TEXT EXTRACT:
Closed xiahaa closed 2 years ago

xiahaa commented 2 years ago

Hi, thanks for sharing this work. I just have one question regarding the hyperparameters setting, e.g. time step, damping values. E.g., if the time step is set to 1 for the absolute pose estimation case, the program will occasionally return Nan results, does this indicate that the settings of those hyperparameters have some influences on the convergence? How should we tune those hyperparameters? Could you give me some insights?

Thanks!

hankyang94 commented 2 years ago

Hi, thank you very much for your question.

Theoretically speaking, the dynamical system is a continuous time system, thus the size of the time step should not affect the convergence (say if you literally build a mechanical system with springs and dampers and just let the system evolve according to physics).

However, because we are simulating the dynamical system (which is an ordinary different equation, ODE) in discrete time, there will be approximation errors between the discrete time system and the true continuous time system. If you set the time step to be very small, e.g., 0.001, then the approximation errors will be very small (but it will take more iterations for the code to finish). If you set the time step to be very large, e.g., 1.0, then the approximation errors get larger (but it will take fewer iterations for the code to finish) and possibly trigger the NaNs, especially if you set the damping value to be high too, which makes the forces very large. So you see there is a trade-off between simulation accuracy and simulation speed.

PROVIDED RECORDS:
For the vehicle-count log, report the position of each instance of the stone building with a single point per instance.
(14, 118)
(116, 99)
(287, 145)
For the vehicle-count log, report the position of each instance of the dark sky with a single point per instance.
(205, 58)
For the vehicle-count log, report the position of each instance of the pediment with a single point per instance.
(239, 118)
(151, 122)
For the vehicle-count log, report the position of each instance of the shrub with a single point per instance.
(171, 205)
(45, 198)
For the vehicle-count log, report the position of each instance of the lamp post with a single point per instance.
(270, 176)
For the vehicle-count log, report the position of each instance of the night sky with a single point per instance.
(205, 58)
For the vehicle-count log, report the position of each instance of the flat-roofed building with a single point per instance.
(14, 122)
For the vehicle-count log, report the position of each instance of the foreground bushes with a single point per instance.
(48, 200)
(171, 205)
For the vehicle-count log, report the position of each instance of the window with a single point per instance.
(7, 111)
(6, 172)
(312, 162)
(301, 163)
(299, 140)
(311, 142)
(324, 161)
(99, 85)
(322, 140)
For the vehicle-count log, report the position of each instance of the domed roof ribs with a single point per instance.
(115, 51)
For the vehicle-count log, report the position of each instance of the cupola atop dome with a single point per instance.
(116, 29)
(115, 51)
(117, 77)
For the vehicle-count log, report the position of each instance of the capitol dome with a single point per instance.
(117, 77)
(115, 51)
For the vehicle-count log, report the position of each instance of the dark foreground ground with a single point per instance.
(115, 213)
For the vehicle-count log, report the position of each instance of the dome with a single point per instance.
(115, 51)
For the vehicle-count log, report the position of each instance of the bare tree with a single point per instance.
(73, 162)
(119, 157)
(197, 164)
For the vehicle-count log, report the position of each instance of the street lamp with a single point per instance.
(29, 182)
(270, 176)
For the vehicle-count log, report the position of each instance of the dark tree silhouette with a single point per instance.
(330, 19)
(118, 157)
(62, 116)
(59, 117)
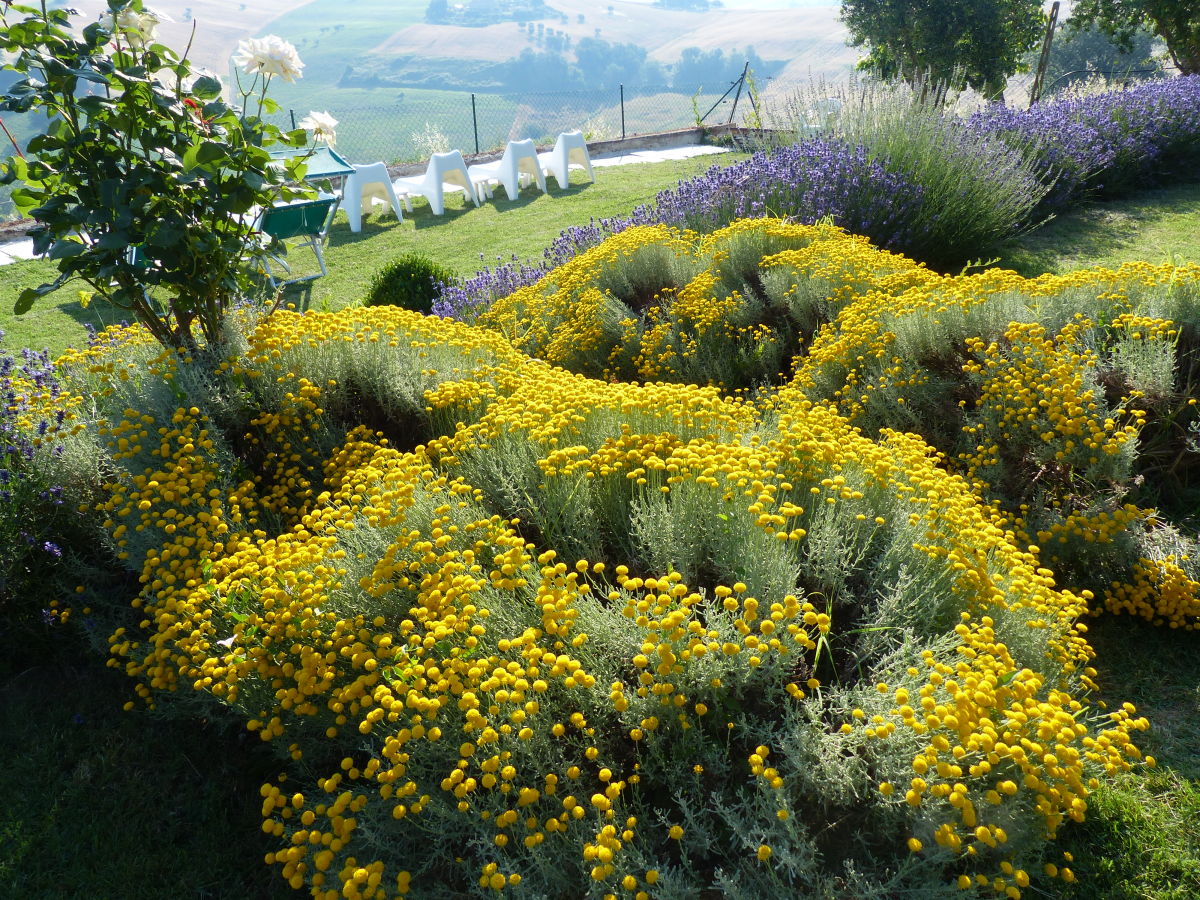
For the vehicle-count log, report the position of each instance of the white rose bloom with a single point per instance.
(322, 126)
(139, 28)
(269, 55)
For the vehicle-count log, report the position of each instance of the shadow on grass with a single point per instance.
(102, 803)
(1105, 229)
(1141, 835)
(96, 316)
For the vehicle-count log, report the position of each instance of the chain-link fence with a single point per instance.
(415, 124)
(408, 125)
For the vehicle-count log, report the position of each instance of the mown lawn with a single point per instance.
(465, 239)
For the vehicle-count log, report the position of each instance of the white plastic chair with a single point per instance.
(570, 151)
(519, 165)
(366, 185)
(444, 172)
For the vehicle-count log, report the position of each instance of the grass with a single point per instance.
(463, 240)
(1156, 226)
(101, 803)
(1141, 837)
(123, 804)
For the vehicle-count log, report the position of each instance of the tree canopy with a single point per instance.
(1177, 22)
(982, 41)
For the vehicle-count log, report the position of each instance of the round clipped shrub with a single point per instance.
(411, 282)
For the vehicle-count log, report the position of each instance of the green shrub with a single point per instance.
(409, 282)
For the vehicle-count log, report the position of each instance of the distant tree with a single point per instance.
(1083, 51)
(711, 67)
(1177, 22)
(541, 71)
(983, 41)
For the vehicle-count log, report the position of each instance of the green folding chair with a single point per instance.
(306, 220)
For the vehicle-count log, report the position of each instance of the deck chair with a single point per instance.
(519, 165)
(444, 172)
(569, 151)
(366, 185)
(306, 220)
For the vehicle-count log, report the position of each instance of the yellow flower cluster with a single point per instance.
(1161, 592)
(403, 610)
(1035, 389)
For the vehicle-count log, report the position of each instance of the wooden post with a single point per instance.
(1036, 91)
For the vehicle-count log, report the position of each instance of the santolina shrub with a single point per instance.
(558, 635)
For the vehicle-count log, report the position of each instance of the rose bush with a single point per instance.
(144, 184)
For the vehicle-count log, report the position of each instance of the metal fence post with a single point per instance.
(737, 96)
(474, 123)
(623, 112)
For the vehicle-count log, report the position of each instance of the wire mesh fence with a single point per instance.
(408, 125)
(415, 124)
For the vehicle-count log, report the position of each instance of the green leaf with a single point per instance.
(66, 247)
(211, 151)
(27, 298)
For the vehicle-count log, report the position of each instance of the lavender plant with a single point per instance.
(1104, 143)
(34, 517)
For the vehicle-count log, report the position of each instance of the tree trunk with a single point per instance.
(1182, 42)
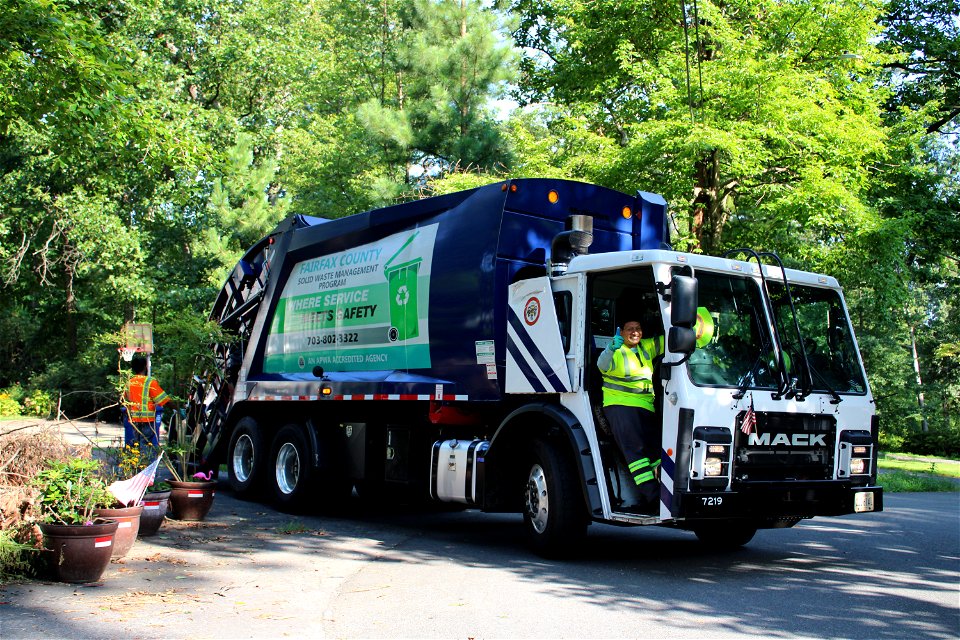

YOUR TASKS:
(a) Convert the entries into a Markdown table with the columns Row and Line, starting with the line that contains "cluster with a single point per instance." and going on through the end of the entries. Number each row, skip blank lines, and leave the pictures out.
(b) Carry on the discussion of time step and damping settings from the point where it stops.

PER-TASK ANSWERS:
(a)
| Row | Line |
|---|---|
| 1 | For the vehicle-count log, report the position of each instance of the yellow flower cluster with a single point per instance. |
| 2 | (1161, 592) |
| 3 | (403, 610) |
| 4 | (1035, 389) |
| 5 | For the vehicle-count log, report the position of each instance of the wooden post with a single point per instance. |
| 6 | (1036, 91) |
| 7 | For the vehicle-count log, report the position of each instance of the santolina shrub with a single point per instance. |
| 8 | (558, 635) |
| 9 | For the vehicle-count log, report the position of each instance of the rose bush with a single point per instance. |
| 10 | (144, 184) |
| 11 | For the vehicle-count log, report the position of each instance of the metal fence post with a single point per instance. |
| 12 | (737, 96) |
| 13 | (474, 123) |
| 14 | (623, 112) |
| 15 | For the vehicle-count log, report the position of each instance of the wire mesh fence with a single point per instance. |
| 16 | (408, 125) |
| 17 | (415, 124) |
| 18 | For the vehicle-count log, report the position of each instance of the green leaf with a single point per instance. |
| 19 | (66, 247) |
| 20 | (211, 151) |
| 21 | (27, 298) |
| 22 | For the vehicle-count log, report the position of each instance of the lavender plant with a single point per instance. |
| 23 | (1104, 143) |
| 24 | (34, 517) |
| 25 | For the vehicle-count log, report the position of each instance of the tree trunk with a single point per instance. |
| 26 | (1182, 42) |

(b)
That said, I typically start with a small time step, such as 0.01, and gradually enlarge it until I am satisfied with the number of iterations until convergence, but not too large so as to avoid triggering the NaNs. I typically find it OK to use a time step of 0.1 or 0.2 seconds.

On a side note, there are possibly better ways to simulate dynamical systems (ODE solvers in Matlab) with variable time step sizes that could lead to better performance. However, in the current implementation I am just using a fixed time step simulation for simplicity. You are free to explore other ODE solvers on your own.

Hope this helps!

xiahaa commented 2 years ago

Thanks a lot for sharing your insights.